*Task goal*:
Lines with "white" in the records below: say how many there are, and add nothing.

*Material provided*:
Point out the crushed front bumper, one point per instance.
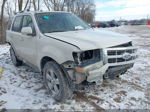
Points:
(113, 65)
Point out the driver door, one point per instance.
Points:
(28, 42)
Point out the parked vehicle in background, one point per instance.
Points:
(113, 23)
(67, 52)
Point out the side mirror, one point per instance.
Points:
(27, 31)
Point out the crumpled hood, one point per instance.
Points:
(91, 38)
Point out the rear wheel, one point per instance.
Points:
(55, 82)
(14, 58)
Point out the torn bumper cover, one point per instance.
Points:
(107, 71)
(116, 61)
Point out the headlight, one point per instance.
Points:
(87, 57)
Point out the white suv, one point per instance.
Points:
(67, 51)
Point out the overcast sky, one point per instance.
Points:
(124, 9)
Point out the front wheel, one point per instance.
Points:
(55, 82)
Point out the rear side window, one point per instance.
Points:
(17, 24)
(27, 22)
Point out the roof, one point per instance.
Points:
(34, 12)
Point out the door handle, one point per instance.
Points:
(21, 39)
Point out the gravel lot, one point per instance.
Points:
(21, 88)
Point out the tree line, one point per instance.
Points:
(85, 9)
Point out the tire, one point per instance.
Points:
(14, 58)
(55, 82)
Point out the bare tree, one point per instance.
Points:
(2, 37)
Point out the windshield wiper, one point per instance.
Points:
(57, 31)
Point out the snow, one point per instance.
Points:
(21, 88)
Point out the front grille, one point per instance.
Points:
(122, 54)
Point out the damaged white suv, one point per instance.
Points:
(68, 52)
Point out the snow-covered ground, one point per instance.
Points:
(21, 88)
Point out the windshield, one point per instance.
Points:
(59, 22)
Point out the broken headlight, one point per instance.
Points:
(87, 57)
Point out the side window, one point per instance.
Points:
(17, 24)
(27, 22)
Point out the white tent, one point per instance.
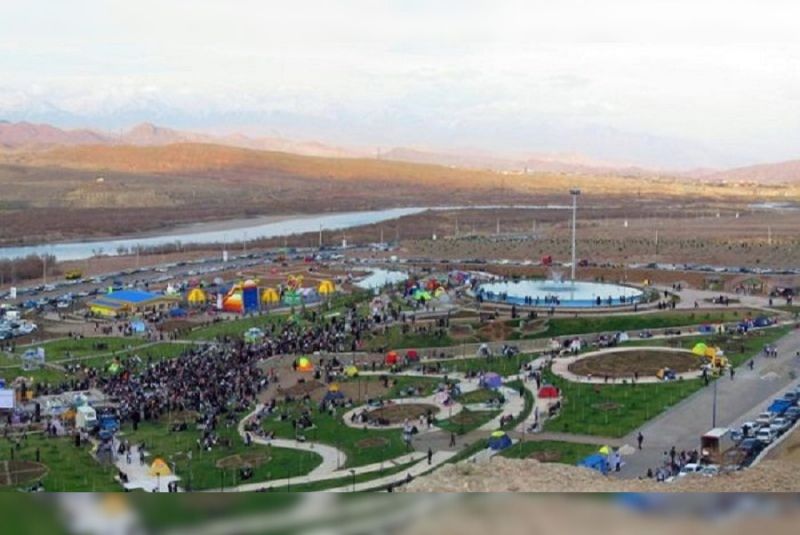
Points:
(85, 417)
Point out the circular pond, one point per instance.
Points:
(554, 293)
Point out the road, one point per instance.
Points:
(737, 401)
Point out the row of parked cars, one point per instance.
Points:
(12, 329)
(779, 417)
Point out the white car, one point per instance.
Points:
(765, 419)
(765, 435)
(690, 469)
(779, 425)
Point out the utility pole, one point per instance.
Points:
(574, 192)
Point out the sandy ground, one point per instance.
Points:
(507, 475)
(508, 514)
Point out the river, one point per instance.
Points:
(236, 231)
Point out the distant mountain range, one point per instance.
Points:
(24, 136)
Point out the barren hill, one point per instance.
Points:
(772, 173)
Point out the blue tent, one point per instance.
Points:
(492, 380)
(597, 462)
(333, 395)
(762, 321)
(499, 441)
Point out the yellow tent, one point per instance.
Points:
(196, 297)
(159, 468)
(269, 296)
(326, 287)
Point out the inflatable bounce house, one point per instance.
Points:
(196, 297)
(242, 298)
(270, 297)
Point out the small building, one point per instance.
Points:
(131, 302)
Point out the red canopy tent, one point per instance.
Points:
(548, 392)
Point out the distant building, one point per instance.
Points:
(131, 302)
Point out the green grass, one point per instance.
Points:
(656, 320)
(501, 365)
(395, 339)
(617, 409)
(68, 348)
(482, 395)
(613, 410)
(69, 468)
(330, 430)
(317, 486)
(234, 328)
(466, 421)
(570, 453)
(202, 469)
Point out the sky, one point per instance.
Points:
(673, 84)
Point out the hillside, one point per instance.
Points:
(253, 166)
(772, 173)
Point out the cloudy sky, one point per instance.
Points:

*Response to this task*:
4